PROBLEM DESCRIPTION: All of the records listed below should be retyped exactly.

- - - - - - -

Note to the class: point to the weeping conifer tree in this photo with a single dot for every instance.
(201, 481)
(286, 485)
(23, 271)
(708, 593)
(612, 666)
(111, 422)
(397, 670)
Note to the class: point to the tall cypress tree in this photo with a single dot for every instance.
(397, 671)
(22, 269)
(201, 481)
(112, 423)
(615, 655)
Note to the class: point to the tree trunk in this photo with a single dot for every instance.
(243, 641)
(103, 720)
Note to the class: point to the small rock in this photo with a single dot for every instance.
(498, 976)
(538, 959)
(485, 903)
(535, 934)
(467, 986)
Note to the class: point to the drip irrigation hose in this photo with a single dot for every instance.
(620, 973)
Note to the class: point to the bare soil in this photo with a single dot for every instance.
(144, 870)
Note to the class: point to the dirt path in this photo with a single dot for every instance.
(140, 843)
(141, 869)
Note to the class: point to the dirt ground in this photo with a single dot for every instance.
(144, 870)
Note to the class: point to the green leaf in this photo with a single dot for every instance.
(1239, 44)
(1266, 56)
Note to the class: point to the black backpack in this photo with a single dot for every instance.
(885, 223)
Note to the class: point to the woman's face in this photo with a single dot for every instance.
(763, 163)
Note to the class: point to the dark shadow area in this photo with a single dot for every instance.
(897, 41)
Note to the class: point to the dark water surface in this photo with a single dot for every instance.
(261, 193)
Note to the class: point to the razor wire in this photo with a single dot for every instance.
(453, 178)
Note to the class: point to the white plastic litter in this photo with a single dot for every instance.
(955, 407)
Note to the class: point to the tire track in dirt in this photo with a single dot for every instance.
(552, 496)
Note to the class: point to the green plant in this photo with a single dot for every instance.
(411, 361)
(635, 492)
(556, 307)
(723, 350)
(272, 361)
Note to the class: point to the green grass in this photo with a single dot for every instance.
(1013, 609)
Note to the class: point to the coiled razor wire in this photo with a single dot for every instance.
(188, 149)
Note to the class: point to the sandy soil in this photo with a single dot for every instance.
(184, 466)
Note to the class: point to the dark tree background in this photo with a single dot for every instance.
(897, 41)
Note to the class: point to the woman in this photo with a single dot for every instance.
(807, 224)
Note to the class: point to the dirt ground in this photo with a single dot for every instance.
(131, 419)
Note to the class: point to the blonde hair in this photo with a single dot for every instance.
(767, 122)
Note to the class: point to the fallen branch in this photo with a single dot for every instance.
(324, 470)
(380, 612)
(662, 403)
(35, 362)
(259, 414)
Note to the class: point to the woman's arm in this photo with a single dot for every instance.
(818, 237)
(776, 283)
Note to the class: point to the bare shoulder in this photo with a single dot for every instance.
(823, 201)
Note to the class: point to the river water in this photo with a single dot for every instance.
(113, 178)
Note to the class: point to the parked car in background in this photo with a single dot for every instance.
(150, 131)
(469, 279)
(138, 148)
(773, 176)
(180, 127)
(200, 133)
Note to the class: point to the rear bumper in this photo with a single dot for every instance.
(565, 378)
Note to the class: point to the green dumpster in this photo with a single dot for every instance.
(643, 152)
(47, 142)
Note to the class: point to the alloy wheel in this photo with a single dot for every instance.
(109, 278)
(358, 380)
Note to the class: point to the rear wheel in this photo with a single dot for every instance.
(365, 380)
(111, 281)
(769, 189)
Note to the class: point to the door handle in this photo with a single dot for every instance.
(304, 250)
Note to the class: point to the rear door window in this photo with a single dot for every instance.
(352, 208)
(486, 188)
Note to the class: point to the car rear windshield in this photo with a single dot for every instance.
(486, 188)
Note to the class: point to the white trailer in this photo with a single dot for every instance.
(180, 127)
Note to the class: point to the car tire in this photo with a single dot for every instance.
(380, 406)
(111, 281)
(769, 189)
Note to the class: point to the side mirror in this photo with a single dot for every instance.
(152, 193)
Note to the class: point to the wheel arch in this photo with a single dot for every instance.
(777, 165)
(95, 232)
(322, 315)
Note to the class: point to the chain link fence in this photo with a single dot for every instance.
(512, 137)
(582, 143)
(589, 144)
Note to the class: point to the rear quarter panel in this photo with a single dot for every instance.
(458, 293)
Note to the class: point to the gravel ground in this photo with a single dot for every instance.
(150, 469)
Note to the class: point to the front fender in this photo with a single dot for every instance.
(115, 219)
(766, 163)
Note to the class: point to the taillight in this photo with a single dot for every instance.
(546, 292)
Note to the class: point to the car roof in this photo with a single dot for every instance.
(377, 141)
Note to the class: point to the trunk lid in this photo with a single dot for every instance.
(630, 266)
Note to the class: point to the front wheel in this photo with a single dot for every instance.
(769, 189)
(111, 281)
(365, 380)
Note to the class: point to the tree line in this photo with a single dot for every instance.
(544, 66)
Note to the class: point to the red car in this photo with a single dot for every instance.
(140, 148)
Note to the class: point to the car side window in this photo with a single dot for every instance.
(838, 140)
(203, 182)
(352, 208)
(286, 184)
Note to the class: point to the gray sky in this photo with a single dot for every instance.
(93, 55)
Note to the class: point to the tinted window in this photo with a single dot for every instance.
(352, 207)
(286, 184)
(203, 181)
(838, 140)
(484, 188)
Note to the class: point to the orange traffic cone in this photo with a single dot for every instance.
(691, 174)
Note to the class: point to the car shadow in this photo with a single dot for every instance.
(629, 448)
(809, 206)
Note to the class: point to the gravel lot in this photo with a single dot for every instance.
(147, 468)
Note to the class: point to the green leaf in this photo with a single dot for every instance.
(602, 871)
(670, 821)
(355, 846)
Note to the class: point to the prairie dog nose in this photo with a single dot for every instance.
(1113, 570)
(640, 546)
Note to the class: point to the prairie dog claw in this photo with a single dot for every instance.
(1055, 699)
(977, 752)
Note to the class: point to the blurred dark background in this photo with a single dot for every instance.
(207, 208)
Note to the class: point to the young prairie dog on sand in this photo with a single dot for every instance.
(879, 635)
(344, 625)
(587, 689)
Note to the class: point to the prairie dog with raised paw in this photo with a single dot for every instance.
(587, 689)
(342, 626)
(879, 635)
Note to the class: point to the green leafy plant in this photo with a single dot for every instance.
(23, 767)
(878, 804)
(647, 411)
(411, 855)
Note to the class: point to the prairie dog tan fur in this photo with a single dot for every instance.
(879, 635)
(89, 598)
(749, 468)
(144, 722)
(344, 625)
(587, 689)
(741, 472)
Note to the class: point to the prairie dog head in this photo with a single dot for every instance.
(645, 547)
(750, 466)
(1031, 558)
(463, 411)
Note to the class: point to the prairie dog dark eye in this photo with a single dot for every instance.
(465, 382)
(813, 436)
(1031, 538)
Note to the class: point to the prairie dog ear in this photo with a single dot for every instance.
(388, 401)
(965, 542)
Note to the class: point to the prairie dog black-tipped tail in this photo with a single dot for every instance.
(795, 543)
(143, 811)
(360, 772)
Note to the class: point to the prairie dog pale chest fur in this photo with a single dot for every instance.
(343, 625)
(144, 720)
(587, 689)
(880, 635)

- - - - - - -

RESPONSE TO THIS TASK:
Note to the class: point to the weeping conifer tree in this photo with a single dot for every instance.
(201, 481)
(286, 485)
(23, 271)
(708, 593)
(612, 666)
(111, 422)
(397, 670)
Note to the class: point to the tall cypress tree in this photo with a single dot for every instance.
(397, 671)
(22, 269)
(201, 481)
(112, 423)
(615, 655)
Note to the class: point to the tree trunk in this photo with a single dot for every instance.
(243, 641)
(103, 720)
Note to the class: point to the small rock in this photo with a single dot for every instance.
(498, 976)
(538, 959)
(485, 903)
(535, 934)
(467, 986)
Note to the class: point to the drip irrigation hose in this photo with a single dot for every instance.
(620, 973)
Note to the class: point to the bare soil in this photo with a single dot for every instance.
(144, 870)
Note to the class: point to the dirt path in this photo with a single dot for every instance.
(140, 843)
(141, 869)
Note to the class: point to the dirt ground in this photo with a single dot for every instance.
(144, 870)
Note to the class: point to the green leaf in this photo with a single dot for every instance.
(1239, 44)
(1266, 56)
Note to the class: point to the black backpack in this photo with a single dot for every instance.
(885, 223)
Note to the class: point to the woman's face in this photo with a single dot for every instance.
(763, 163)
Note to the class: point to the dark shadow area in this photo with a single dot for every instance.
(897, 41)
Note to the class: point to the dark water surface in this photo with a single dot for every instance.
(261, 193)
Note to the class: point to the razor wire in this photo with a single dot for every instance.
(453, 178)
Note to the class: point to the white plastic litter in this photo with a single dot for every instance.
(955, 407)
Note to the class: point to the tire track in dirt in this photo with a single dot for every instance.
(552, 496)
Note to the class: point to the green plant in this photo with a single dot for every instance.
(411, 361)
(635, 492)
(556, 307)
(723, 350)
(272, 361)
Note to the class: point to the green grass in this photo with a single dot for every instance.
(1013, 609)
Note to the class: point to the coiled razor wire in this photo with a single dot for every instance.
(188, 149)
Note to the class: point to the sandy soil in this photo with a single dot for every instance.
(184, 466)
Note to the class: point to the dark tree background in this photo with a single dot for every instance.
(897, 41)
Note to the class: point to the woman in this photo with a single dot for every instance.
(807, 224)
Note to the class: point to the dirt ground in this photo with a single dot for every instance.
(131, 419)
Note to the class: point to the blonde hair in this photo with a single dot for every instance.
(767, 122)
Note to the class: point to the fallen branch in this photo with a single dot for every instance.
(324, 470)
(380, 612)
(662, 403)
(35, 362)
(259, 414)
Note to the class: point to the woman's arm in this photo with a single dot for every instance.
(818, 237)
(776, 283)
Note to the class: point to the bare shoulder in this photo with a single dot for every instance.
(823, 201)
Note to the class: point to the river water in this photo with a single dot for every instance.
(113, 178)
Note to the class: point to the parked car in background in this photo with a single dot for every instance.
(150, 131)
(469, 279)
(138, 148)
(773, 176)
(180, 127)
(200, 133)
Note to the class: point to the rear bumper in this photo with a single dot for every instance.
(565, 378)
Note to the class: point to the green dumpster in this photo with a single dot for every instance.
(643, 152)
(47, 142)
Note to the class: point to the alloy wheel in this photo with a single dot for every instance.
(109, 278)
(358, 380)
Note to the class: point to the rear wheel in this photo with a single dot for every instance.
(365, 380)
(111, 281)
(769, 189)
Note to the class: point to the door handle in this photo with a single dot for every instance.
(304, 250)
Note to the class: point to the rear door window in this photo with a single dot for every instance.
(352, 208)
(486, 188)
Note to the class: point to the car rear windshield in this photo with a single dot for every instance.
(486, 188)
Note to the class: point to the white trailer in this photo with a single dot for every instance.
(180, 127)
Note to the class: point to the car tire in this photo with a single dot for every instance.
(380, 406)
(111, 281)
(769, 189)
Note to the class: point to the side mirror in this photo with a single dot for every instance.
(152, 193)
Note to the class: point to the wheel arch in this photo with a single dot for every instance.
(777, 165)
(95, 232)
(322, 315)
Note to the class: point to the chain link fence in this photo with a single dot for every instance.
(512, 137)
(582, 143)
(589, 144)
Note to the class: point to the rear quarter panel in this photo with a single dot for every instance.
(458, 293)
Note to the class: point to the gravel ground in this photo with a single dot for every instance.
(150, 469)
Note to the class: point to the front fender in this photo with a single dot for every instance.
(115, 219)
(766, 163)
Note to the class: point to the taillight in this photo with a single dot for every instance.
(546, 292)
Note to the class: point to the car roof in this photo with a single dot for every instance.
(377, 141)
Note to the class: point to the trunk lid in this photo with a single dot for every instance.
(630, 266)
Note to the class: point to the front wheel in this photo with a single dot for every instance.
(769, 189)
(111, 281)
(365, 380)
Note to the class: point to the tree line in this photo with a single dot for every instance.
(544, 66)
Note to the class: point to the red car in this photo with a single dot for every instance.
(140, 148)
Note to the class: point to the car side window in this photo with a single dot for every instance.
(838, 140)
(203, 182)
(352, 208)
(286, 184)
Note to the class: point to the gray sky in this photo with a single dot for every instance.
(93, 55)
Note to the class: point to the tinted window in this photo with a single dot for every instance.
(352, 207)
(286, 184)
(203, 181)
(838, 140)
(484, 188)
Note to the class: point to the orange traffic cone in this photo with a single dot for every instance.
(691, 174)
Note to the class: point to the car shadow in this photo with a single dot for every instance.
(629, 448)
(809, 206)
Note to the class: point to the gravel lot in this photo with a single dot for every instance.
(147, 468)
Note to the class: point to the green leaf in this photo with a single dot for every instance.
(602, 871)
(670, 821)
(355, 846)
Note to the class: point to the prairie dog nose in this photo with a single dot for every instance.
(1113, 570)
(640, 546)
Note to the class: point to the prairie dog claw in this photo with a single dot for every instance.
(1055, 699)
(977, 752)
Note to the class: point to the blurred dark background in this photo with a single dot for every instance.
(207, 208)
Note to the class: point to the young prairie dog on sand in this photo with a single dot for every instance.
(879, 635)
(344, 625)
(587, 689)
Note to the class: point to the prairie dog with raised paw in this photo with a single dot for every instance.
(587, 689)
(342, 626)
(879, 635)
Note to the class: point to the green leafy plant in this photo with a single dot for every instance.
(23, 767)
(878, 804)
(647, 411)
(411, 855)
Note to the class: point to the prairie dog tan fur in this photo with a single dot for every instance.
(879, 635)
(89, 598)
(749, 468)
(144, 722)
(344, 625)
(587, 689)
(741, 472)
Note to the class: point to the prairie dog head in this photo with a single dot for every instance.
(645, 547)
(750, 466)
(1031, 558)
(463, 411)
Note to the class: point to the prairie dog dark eye in this photo with a single dot for every instance.
(465, 382)
(813, 436)
(1031, 538)
Note to the class: point to the prairie dog ear in this photo with a single dot for every instance.
(388, 401)
(965, 542)
Note to the class: point to the prairie dog black-tipped tail in this photo with a single dot for every instance.
(795, 543)
(143, 811)
(360, 772)
Note to the class: point to the prairie dog pale chest fur in this photo with a single dot for every instance.
(343, 625)
(144, 720)
(587, 689)
(880, 635)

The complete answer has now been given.